◆ Text provided ◆
Chinatown establishments navigate rising costs and anti-Asian hate crimes
Taco Bell is bringing back its favorite item on the menu, Mexican Pizza. Dairy Queen launched Stackburger after record sales in 2021. Chick-fil-a reported business success in spite of inflation.
Meanwhile, JISU Vegetarian, a new establishment in Chinatown, has had to slash items on the menu and raise overall prices by 15%, just to remain afloat. The Nishiki Premium multigrain rice, a chief ingredient for many of its fares, might no longer be affordable for owner Zhong Yi Wang.
However, Wang’s worries go beyond the bills and the menu. In his fifties, he reopened the restaurant last year amidst rising anti-Asian hate in the city. The business has faced regular assaults. The front door was smashed, food and decorative bamboo plants were stolen. “It’s very hard to do business in this area right now,” Wang said.
Anti-Asian hate crime in the city was up by 361% last year, according to NYPD. Chinatown’s residents and its businesses have also been on the receiving end of assault and vandalism. As of March this year, 380 of its 1670 ground-floor storefronts stand empty. Wang’s youngest daughter of fifteen was assaulted in the neighborhood last year. The case is still in court. “We don’t know how to keep ourselves safe,” he said.
Many restaurants in the city continue to struggle amidst uncertain recovery from the COVID-19 pandemic, high inflation, labor shortages and a drop in the number of tourists pouring into the city. In Chinatown, those struggles have been compounded by hate crimes.

◆ Data records ◆

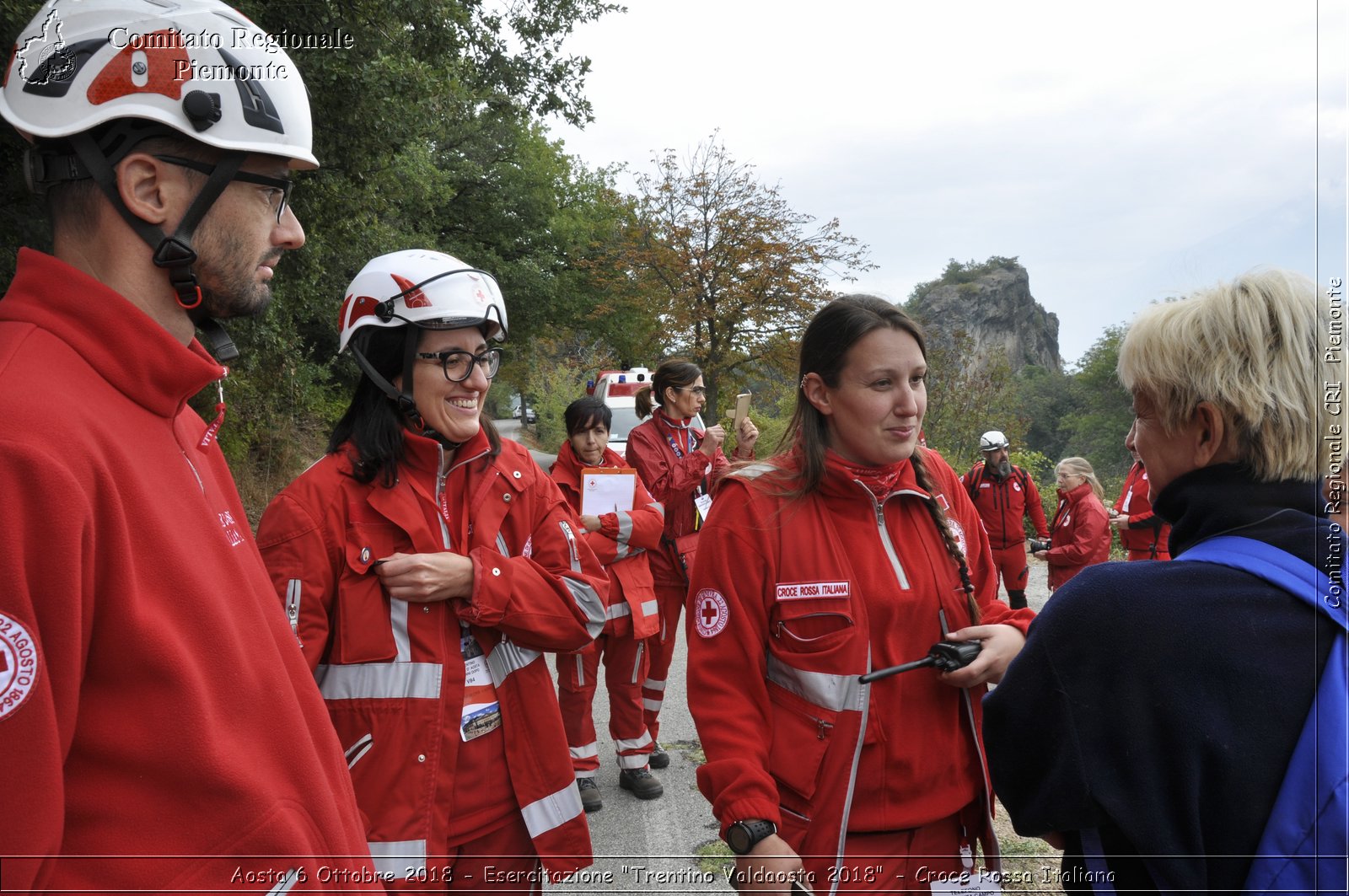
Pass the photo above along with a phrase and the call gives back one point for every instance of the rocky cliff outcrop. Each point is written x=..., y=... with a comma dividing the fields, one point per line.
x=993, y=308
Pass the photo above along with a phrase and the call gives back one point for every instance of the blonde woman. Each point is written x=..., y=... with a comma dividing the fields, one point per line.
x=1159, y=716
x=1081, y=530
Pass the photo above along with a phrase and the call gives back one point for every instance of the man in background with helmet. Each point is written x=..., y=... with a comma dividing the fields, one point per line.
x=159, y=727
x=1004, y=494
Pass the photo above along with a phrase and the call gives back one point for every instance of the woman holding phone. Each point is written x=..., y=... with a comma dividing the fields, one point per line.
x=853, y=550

---

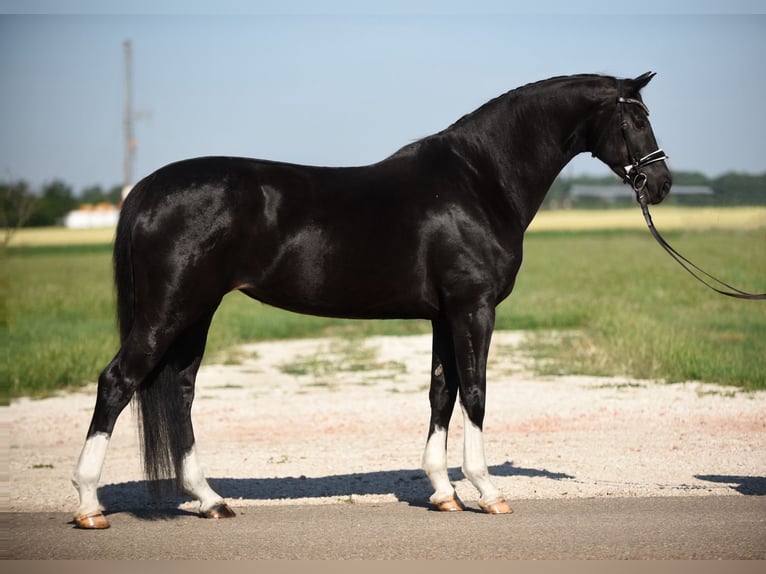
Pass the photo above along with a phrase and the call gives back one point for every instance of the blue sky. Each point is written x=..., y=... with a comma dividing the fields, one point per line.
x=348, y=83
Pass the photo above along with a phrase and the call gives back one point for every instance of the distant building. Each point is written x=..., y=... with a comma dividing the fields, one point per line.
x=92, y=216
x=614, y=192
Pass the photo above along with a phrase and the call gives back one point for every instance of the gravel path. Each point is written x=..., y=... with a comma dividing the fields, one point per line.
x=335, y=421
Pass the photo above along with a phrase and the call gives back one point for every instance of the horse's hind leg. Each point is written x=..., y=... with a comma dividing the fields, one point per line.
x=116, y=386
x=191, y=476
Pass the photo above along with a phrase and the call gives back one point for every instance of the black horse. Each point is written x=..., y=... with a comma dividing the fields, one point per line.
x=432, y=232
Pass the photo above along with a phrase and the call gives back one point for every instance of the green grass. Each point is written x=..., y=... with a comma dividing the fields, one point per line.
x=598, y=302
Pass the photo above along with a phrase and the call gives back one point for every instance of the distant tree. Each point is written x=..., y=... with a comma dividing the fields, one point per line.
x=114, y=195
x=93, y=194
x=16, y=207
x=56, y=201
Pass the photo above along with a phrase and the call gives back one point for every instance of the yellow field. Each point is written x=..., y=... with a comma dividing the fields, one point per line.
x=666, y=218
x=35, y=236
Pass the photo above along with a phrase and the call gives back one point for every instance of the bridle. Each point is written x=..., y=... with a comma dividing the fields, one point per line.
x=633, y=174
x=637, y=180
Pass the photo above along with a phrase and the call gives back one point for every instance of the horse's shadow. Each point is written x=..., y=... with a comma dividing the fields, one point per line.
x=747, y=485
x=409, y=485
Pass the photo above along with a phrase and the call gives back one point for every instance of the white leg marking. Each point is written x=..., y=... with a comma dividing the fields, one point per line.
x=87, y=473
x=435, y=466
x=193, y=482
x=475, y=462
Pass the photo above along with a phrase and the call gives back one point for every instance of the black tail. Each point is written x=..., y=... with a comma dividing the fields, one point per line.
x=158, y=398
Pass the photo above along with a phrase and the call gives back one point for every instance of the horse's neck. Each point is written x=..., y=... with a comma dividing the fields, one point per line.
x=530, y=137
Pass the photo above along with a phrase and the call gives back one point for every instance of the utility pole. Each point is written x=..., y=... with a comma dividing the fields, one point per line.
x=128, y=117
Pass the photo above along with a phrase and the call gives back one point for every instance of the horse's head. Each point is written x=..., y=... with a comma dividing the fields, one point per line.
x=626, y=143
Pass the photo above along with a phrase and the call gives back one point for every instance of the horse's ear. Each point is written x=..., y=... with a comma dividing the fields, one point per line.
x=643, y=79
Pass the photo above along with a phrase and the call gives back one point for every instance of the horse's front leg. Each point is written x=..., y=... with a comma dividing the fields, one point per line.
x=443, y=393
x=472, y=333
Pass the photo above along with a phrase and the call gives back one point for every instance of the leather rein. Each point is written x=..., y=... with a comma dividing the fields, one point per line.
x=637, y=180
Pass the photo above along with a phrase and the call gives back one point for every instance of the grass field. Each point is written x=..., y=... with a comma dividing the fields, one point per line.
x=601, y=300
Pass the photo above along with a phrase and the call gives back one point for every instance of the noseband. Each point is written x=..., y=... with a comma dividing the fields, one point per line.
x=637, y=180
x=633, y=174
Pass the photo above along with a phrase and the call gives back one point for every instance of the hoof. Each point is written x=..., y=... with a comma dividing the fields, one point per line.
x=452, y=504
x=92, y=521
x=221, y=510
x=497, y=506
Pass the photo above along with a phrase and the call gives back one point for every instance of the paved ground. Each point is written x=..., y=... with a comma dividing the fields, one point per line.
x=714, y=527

◆ Study questions ◆
a: Reproduce the article on Chinatown restaurants word for word, everything from "Many restaurants in" down to "by hate crimes.".
b: List every fast-food chain that the article on Chinatown restaurants names.

◆ Solved problems ◆
a:
Many restaurants in the city continue to struggle amidst uncertain recovery from the COVID-19 pandemic, high inflation, labor shortages and a drop in the number of tourists pouring into the city. In Chinatown, those struggles have been compounded by hate crimes.

b:
Taco Bell
Dairy Queen
Chick-fil-a